> LESETEXT:

Basis für die erotische Grundierung seiner lesenswerten Studie ist die auffällige Ähnlichkeit der Begriffe Penis (penis), Pinsel (penellus/penicillus) und Schreibfeder (penna), die der römische Gelehrte Cicero konstatierte. Wenn Pietro Aretino 1534 davon spricht, den "Pinsel ins Farbtöpfchen zu tauchen", dann spielt er – wie Pfisterer anmerkt – nicht allein auf die künstlerischen Utensilien an, die es braucht, um ein Ölgemälde zu malen.
Kunst-Geburten führten zur Geburt der Kunst
Diese anzüglichen Wortspiele hatten in der Kunst des 16. und 17. Jahrhunderts Konjunktur. Sie bilden zugleich den Hintergrund für das Bildverständnis eines Artemisia Gentileschi zugeschriebenen Bildes, das den Titel "Die schlafende Malerei im Atelier" (vermutlich aus den 1630er-Jahren) trägt. Die auf dem Boden liegende Malerei, deren Scham von einem Tuch nur flüchtig bedeckt ist, wartet darauf, erweckt zu werden. Die Geste ist einladend, denn sie spielt darauf an, dass ein Bild in einem Liebesakt gezeugt werden soll. Palette und Staffelei stehen noch unbenutzt in unmittelbarer Nähe.

> ROHDATEN:

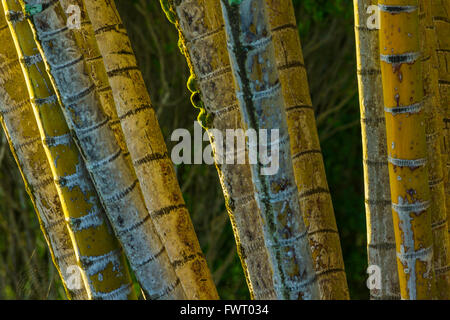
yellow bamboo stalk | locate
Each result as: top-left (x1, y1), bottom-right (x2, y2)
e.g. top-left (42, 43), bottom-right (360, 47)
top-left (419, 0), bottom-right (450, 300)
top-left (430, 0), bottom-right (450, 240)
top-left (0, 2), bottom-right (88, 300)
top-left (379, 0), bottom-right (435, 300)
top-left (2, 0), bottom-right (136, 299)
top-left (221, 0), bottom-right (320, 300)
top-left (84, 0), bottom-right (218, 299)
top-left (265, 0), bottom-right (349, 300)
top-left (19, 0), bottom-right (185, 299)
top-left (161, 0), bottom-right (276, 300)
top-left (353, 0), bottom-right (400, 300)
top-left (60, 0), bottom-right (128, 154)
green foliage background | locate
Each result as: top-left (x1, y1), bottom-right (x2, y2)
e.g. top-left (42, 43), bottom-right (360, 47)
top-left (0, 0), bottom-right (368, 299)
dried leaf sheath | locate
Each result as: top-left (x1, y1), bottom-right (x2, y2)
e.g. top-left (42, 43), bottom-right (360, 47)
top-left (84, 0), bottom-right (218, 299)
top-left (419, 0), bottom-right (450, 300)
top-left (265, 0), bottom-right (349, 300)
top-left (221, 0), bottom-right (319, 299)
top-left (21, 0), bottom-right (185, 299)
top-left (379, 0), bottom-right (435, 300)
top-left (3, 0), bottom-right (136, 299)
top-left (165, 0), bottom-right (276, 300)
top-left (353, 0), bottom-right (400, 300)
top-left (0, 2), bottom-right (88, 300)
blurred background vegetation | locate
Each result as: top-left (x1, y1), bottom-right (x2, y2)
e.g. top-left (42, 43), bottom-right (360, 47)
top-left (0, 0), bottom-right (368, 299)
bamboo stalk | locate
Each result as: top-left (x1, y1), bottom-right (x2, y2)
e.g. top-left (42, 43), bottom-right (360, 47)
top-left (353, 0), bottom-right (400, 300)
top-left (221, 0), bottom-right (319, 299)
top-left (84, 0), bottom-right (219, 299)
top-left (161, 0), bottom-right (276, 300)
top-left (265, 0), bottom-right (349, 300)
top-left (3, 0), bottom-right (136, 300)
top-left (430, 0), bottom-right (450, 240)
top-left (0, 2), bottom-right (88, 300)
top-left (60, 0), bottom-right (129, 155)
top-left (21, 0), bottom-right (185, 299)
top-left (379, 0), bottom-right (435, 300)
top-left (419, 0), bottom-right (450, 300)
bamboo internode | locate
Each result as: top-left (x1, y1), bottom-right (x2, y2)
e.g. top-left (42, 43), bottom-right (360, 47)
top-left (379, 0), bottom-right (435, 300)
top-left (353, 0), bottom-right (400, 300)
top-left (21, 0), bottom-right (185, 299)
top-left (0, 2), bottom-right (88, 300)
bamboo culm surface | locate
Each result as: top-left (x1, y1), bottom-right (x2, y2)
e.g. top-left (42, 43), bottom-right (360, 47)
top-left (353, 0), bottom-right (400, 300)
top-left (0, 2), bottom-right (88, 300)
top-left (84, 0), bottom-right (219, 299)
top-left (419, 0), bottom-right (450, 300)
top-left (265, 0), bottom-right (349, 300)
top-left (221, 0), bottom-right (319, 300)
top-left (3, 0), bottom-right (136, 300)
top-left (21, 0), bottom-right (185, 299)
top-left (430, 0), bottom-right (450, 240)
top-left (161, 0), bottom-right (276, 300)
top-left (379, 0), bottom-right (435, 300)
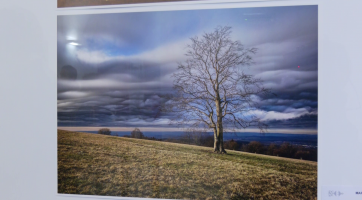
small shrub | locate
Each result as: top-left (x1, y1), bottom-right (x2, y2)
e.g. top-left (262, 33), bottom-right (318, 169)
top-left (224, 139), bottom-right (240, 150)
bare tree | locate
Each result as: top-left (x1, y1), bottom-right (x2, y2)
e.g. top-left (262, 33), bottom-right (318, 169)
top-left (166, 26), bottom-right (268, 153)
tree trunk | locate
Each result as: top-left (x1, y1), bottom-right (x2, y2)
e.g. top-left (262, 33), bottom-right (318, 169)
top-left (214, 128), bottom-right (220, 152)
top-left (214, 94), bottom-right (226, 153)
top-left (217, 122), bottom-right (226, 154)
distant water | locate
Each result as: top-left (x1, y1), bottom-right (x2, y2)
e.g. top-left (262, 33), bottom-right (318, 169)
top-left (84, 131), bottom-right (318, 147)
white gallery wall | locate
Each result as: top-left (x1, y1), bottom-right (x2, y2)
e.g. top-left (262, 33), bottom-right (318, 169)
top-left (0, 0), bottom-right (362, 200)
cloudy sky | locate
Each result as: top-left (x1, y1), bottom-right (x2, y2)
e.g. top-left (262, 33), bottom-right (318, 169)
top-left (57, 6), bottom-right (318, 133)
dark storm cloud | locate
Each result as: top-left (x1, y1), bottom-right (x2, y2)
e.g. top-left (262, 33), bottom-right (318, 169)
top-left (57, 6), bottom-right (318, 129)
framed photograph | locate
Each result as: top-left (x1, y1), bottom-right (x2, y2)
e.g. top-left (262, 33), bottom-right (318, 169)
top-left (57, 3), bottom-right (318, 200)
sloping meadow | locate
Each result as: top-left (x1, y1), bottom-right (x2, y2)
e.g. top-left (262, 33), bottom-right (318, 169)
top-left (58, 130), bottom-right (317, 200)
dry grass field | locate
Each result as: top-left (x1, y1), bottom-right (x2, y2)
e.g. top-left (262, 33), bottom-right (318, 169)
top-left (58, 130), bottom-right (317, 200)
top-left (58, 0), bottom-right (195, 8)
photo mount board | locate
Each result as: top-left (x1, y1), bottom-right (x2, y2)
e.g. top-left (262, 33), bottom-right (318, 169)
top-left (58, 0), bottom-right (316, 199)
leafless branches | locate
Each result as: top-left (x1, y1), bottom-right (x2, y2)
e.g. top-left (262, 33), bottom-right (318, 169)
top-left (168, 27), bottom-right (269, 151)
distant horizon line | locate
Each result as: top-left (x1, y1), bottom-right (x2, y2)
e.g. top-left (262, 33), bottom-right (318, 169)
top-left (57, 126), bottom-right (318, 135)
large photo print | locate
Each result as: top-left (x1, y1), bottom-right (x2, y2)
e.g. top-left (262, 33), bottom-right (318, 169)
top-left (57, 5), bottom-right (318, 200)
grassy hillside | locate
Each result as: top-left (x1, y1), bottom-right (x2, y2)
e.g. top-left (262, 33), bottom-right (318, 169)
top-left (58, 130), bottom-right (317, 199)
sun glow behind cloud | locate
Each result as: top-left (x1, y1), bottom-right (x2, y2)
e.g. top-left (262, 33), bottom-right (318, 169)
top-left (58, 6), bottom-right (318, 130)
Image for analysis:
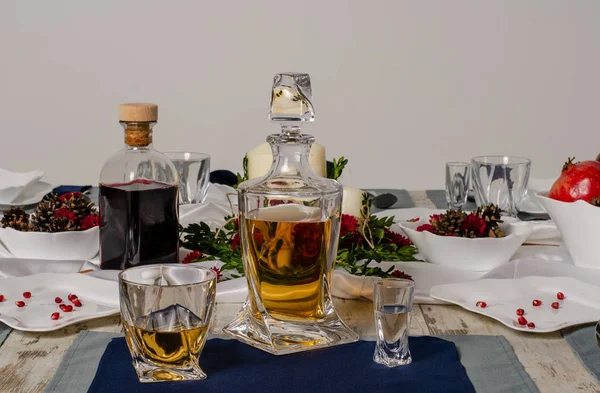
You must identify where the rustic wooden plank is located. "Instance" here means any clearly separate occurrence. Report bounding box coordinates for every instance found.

> GESTELLTE AUFGABE A: Gib den Abschnitt des Lesetexts zwischen „Kunst-Geburten führten zur“ und „in unmittelbarer Nähe.“ einschließlich wortwörtlich wieder.
> GESTELLTE AUFGABE B: Welcher römische Gelehrte stellte laut dem Lesetext die Ähnlichkeit der Begriffe Penis, Pinsel und Schreibfeder fest?

> ENDERGEBNIS A:
Kunst-Geburten führten zur Geburt der Kunst
Diese anzüglichen Wortspiele hatten in der Kunst des 16. und 17. Jahrhunderts Konjunktur. Sie bilden zugleich den Hintergrund für das Bildverständnis eines Artemisia Gentileschi zugeschriebenen Bildes, das den Titel "Die schlafende Malerei im Atelier" (vermutlich aus den 1630er-Jahren) trägt. Die auf dem Boden liegende Malerei, deren Scham von einem Tuch nur flüchtig bedeckt ist, wartet darauf, erweckt zu werden. Die Geste ist einladend, denn sie spielt darauf an, dass ein Bild in einem Liebesakt gezeugt werden soll. Palette und Staffelei stehen noch unbenutzt in unmittelbarer Nähe.

> ENDERGEBNIS B: Cicero